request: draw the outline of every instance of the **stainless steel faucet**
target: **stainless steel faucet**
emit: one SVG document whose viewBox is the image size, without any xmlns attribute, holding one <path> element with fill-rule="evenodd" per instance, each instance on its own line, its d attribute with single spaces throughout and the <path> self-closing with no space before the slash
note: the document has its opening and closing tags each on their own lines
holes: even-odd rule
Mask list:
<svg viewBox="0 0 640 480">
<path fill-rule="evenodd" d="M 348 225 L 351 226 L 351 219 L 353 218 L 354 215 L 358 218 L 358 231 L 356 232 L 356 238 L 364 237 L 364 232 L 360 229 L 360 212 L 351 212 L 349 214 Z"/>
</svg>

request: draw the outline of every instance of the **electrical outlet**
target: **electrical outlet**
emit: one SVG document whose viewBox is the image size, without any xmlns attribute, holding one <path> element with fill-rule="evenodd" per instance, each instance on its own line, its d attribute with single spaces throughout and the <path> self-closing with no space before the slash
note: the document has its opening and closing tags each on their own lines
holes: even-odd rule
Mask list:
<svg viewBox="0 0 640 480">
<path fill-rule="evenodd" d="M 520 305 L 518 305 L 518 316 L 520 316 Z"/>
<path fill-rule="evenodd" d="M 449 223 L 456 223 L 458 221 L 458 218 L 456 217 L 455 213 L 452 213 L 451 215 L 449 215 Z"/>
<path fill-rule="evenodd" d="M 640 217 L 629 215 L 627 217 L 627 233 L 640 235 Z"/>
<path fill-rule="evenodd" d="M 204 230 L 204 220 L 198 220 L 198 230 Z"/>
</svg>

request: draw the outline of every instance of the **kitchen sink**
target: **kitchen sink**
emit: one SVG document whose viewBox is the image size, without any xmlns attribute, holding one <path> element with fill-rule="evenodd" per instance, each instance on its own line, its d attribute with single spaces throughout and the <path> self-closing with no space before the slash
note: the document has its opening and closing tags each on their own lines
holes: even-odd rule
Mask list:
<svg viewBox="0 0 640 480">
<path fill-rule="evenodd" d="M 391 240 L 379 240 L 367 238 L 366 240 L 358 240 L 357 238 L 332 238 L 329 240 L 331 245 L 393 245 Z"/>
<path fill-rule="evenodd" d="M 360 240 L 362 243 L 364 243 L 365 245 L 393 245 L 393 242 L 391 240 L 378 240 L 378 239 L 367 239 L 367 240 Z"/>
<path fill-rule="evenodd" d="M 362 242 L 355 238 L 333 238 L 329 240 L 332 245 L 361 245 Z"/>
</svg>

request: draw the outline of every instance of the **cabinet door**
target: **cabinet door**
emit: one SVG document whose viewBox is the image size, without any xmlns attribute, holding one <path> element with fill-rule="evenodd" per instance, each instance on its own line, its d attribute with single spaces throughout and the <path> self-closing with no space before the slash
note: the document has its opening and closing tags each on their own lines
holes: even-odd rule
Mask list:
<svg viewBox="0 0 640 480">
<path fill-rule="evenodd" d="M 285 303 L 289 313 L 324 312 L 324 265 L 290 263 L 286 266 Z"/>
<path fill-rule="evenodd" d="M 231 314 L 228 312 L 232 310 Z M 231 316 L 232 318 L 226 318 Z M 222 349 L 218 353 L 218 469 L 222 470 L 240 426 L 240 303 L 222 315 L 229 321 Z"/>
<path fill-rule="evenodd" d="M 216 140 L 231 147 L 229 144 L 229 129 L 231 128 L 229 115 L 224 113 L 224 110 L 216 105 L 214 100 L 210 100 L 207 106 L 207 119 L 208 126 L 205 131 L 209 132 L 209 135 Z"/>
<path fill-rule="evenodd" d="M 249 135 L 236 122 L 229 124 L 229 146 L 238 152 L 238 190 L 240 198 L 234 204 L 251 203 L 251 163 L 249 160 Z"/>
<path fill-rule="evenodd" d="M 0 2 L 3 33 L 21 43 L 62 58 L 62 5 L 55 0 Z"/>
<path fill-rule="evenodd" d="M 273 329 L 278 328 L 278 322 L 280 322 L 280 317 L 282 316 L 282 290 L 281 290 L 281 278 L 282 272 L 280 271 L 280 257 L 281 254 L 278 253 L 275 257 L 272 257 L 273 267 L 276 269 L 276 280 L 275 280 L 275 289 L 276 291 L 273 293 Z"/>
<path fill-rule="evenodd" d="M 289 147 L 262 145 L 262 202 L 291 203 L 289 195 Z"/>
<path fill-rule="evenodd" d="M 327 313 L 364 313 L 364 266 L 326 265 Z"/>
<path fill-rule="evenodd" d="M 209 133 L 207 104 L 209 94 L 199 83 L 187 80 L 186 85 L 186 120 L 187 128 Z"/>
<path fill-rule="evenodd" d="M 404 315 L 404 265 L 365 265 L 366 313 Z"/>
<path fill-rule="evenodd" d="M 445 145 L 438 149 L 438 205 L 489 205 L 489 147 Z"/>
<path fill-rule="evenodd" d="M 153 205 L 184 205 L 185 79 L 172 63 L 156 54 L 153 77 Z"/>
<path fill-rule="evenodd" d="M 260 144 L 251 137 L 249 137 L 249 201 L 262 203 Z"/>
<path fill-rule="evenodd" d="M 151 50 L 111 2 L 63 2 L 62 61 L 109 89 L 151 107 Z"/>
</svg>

THE TASK:
From the first line of the listing above to the line with "target: **kitchen sink**", please transcribe each line exactly, both ends included, and nothing beyond that.

WRITTEN RESPONSE:
request: draw the outline of every instance of the **stainless steel faucet**
target: **stainless steel faucet**
emit: one SVG document whose viewBox is the image size, without any xmlns attribute, holding one <path> element with fill-rule="evenodd" per instance, each instance on its own line, its d attribute with single spaces throughout and the <path> self-closing with no space before the slash
note: the document has its opening and closing tags each on their own lines
holes: even-odd rule
Mask list:
<svg viewBox="0 0 640 480">
<path fill-rule="evenodd" d="M 348 225 L 351 226 L 351 219 L 353 218 L 354 215 L 358 218 L 358 231 L 356 232 L 356 238 L 364 237 L 364 232 L 360 229 L 360 212 L 351 212 L 349 214 Z"/>
</svg>

request: draw the outline of every instance of the **electrical outlet**
target: **electrical outlet**
emit: one SVG document whose viewBox is the image size, without any xmlns attribute, holding one <path> element with fill-rule="evenodd" per instance, each instance on its own line, its d attribute with single spaces throughout and the <path> self-closing with no space before the slash
note: the document has its opening and closing tags each on their own lines
holes: even-odd rule
Mask list:
<svg viewBox="0 0 640 480">
<path fill-rule="evenodd" d="M 520 305 L 518 305 L 518 316 L 520 316 Z"/>
<path fill-rule="evenodd" d="M 449 223 L 456 223 L 458 221 L 458 218 L 456 217 L 455 213 L 452 213 L 451 215 L 449 215 Z"/>
<path fill-rule="evenodd" d="M 640 217 L 629 215 L 627 217 L 627 233 L 640 235 Z"/>
<path fill-rule="evenodd" d="M 204 230 L 204 220 L 198 220 L 198 230 Z"/>
</svg>

request: draw the outline of every instance of the **kitchen sink**
target: **kitchen sink**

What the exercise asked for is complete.